WHAT TO DO
Whenever a line in the data contains "flipper", show that line.

Region pointing data
----
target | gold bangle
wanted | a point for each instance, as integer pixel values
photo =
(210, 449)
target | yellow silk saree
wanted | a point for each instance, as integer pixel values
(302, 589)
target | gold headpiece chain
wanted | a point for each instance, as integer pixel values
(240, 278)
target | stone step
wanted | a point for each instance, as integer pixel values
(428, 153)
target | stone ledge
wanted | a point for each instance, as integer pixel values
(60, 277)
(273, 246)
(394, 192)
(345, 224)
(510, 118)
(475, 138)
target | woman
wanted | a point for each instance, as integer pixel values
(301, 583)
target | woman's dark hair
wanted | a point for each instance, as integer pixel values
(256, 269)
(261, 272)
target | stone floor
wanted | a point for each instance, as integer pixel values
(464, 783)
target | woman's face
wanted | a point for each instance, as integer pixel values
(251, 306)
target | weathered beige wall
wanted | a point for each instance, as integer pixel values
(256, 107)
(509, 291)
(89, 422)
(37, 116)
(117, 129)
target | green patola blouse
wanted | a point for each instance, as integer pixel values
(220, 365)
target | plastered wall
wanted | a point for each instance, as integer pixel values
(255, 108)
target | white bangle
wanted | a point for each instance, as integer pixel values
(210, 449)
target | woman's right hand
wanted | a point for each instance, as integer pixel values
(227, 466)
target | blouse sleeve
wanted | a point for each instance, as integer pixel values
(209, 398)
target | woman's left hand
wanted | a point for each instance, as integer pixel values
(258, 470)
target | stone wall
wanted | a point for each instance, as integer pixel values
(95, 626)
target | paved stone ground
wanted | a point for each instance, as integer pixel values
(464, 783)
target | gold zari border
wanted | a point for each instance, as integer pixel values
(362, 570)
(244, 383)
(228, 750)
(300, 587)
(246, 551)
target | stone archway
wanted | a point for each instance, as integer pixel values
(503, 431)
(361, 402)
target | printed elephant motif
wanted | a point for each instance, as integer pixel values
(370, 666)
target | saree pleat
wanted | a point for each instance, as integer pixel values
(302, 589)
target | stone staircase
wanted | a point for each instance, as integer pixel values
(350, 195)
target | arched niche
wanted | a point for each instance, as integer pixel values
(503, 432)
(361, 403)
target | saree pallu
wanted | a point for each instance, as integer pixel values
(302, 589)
----
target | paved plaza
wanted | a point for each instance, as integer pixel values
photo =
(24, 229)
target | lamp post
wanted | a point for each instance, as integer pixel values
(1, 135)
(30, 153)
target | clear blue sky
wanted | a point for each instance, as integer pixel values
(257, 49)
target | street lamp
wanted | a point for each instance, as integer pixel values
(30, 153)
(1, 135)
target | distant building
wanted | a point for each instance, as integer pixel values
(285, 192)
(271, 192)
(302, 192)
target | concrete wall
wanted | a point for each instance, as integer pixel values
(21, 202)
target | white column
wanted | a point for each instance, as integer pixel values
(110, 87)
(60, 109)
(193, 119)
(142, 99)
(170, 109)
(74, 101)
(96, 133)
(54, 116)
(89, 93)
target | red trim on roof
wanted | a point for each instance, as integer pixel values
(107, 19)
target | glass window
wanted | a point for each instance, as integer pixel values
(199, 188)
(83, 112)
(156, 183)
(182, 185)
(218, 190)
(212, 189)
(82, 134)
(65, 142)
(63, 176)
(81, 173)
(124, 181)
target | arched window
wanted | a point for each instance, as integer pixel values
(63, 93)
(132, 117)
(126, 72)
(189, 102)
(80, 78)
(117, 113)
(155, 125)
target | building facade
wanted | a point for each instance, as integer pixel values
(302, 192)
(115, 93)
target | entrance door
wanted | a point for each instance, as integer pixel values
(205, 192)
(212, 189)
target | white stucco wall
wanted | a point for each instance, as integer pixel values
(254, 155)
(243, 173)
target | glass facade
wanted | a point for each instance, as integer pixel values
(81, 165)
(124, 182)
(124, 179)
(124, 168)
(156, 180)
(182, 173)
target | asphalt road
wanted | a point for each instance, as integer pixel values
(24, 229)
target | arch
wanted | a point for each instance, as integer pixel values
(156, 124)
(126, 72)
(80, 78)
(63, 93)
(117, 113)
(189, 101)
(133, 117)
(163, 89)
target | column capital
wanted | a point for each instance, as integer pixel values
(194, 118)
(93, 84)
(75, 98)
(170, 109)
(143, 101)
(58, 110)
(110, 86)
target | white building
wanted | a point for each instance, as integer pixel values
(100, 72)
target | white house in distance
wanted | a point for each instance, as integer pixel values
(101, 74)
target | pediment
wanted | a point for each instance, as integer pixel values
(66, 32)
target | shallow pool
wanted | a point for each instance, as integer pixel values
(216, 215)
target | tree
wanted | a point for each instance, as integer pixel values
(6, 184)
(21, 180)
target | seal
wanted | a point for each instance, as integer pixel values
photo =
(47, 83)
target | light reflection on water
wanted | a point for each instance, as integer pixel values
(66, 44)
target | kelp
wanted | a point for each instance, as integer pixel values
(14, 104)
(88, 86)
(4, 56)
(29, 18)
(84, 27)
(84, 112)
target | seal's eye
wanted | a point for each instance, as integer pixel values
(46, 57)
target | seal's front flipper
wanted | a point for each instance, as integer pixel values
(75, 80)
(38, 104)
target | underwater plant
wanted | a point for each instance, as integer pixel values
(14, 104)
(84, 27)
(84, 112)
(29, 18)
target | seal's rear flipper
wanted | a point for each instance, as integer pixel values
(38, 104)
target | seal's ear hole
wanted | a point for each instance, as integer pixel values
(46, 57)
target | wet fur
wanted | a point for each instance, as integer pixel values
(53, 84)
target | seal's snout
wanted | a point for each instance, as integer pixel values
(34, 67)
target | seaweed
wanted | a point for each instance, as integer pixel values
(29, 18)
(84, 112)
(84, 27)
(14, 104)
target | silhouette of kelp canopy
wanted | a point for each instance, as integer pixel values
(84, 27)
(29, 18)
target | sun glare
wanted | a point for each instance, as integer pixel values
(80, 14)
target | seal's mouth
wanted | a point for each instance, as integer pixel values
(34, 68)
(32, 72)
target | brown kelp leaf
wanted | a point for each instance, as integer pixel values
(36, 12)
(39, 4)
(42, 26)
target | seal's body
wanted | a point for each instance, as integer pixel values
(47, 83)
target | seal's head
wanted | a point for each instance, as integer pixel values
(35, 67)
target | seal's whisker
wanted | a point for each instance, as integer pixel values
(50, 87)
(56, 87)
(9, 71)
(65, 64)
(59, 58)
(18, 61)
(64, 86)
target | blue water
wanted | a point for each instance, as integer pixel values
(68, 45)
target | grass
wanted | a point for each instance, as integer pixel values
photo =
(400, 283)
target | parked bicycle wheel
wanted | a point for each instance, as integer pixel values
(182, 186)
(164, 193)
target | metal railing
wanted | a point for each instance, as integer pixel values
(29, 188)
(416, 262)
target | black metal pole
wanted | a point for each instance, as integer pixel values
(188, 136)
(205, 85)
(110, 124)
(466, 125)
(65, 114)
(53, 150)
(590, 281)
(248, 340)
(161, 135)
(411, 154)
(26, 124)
----
SOLUTION BELOW
target | seal's front flipper
target | seal's rear flipper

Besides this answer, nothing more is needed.